*** Stored rows ***

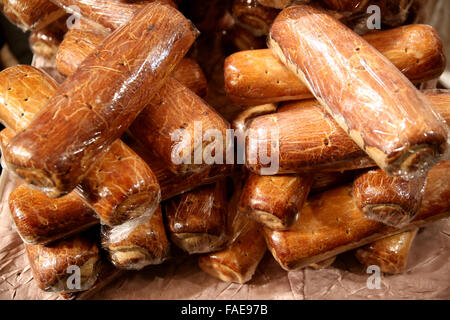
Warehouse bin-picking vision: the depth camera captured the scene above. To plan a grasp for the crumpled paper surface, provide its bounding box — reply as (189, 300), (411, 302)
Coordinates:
(0, 166), (450, 300)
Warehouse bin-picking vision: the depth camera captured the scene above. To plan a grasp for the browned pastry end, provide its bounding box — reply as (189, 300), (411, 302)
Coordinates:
(52, 0), (177, 30)
(102, 206), (170, 270)
(309, 256), (336, 270)
(198, 213), (267, 283)
(245, 93), (450, 174)
(264, 161), (450, 270)
(1, 0), (65, 31)
(29, 16), (67, 60)
(0, 66), (160, 225)
(258, 0), (292, 9)
(232, 0), (280, 36)
(56, 28), (207, 97)
(125, 137), (233, 200)
(322, 0), (369, 14)
(353, 168), (425, 227)
(8, 185), (99, 245)
(165, 180), (227, 254)
(224, 24), (445, 106)
(130, 78), (230, 173)
(5, 2), (197, 197)
(238, 173), (313, 230)
(268, 5), (448, 176)
(25, 231), (101, 292)
(355, 229), (418, 274)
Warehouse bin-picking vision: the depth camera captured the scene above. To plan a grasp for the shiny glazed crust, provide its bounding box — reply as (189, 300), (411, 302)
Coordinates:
(5, 2), (197, 196)
(268, 5), (448, 175)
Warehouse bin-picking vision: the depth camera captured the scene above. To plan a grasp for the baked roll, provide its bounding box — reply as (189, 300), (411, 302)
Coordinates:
(164, 179), (227, 254)
(268, 5), (448, 177)
(25, 231), (101, 292)
(102, 206), (170, 270)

***

◆ Work to do ◆
Can you copy all of the rows above verbatim, omitting any pictures from your reply?

◆ Task result ◆
Warehouse bin-picking vision: the depth camera captured the scene above. To plan a grasp for the crumpled paper surface, provide its bounding box — reply as (189, 300), (411, 302)
Coordinates:
(0, 166), (450, 300)
Warehouse bin-picking vision: the depth camera captured the scene above. To plan a grasp for the browned pastry end, provide its bounding box — reply as (189, 300), (411, 302)
Coordinates:
(52, 0), (177, 30)
(102, 206), (170, 270)
(309, 256), (336, 270)
(198, 213), (267, 283)
(245, 93), (450, 174)
(264, 161), (450, 270)
(1, 0), (65, 31)
(29, 16), (67, 60)
(0, 66), (160, 225)
(258, 0), (292, 9)
(232, 0), (280, 36)
(56, 28), (207, 97)
(125, 137), (233, 200)
(322, 0), (369, 14)
(353, 168), (425, 227)
(8, 185), (99, 245)
(165, 180), (227, 254)
(224, 24), (445, 106)
(130, 78), (230, 173)
(5, 2), (197, 197)
(238, 173), (313, 230)
(268, 5), (448, 176)
(25, 231), (101, 292)
(355, 229), (418, 274)
Warehouse bin-picking vision: the depth camera captured the scene above. To plan a grasp for the shiny glazed crust, provide its bounding box — reply as (189, 300), (411, 302)
Coordinates:
(5, 2), (197, 196)
(268, 5), (448, 175)
Warehouse bin-picking vision: the depth camera captured the scene above. To plan a grasp for the baked roll, provide its bounding box — reply as (189, 300), (411, 302)
Coordinates:
(164, 179), (227, 254)
(268, 5), (448, 177)
(25, 231), (101, 292)
(102, 206), (170, 270)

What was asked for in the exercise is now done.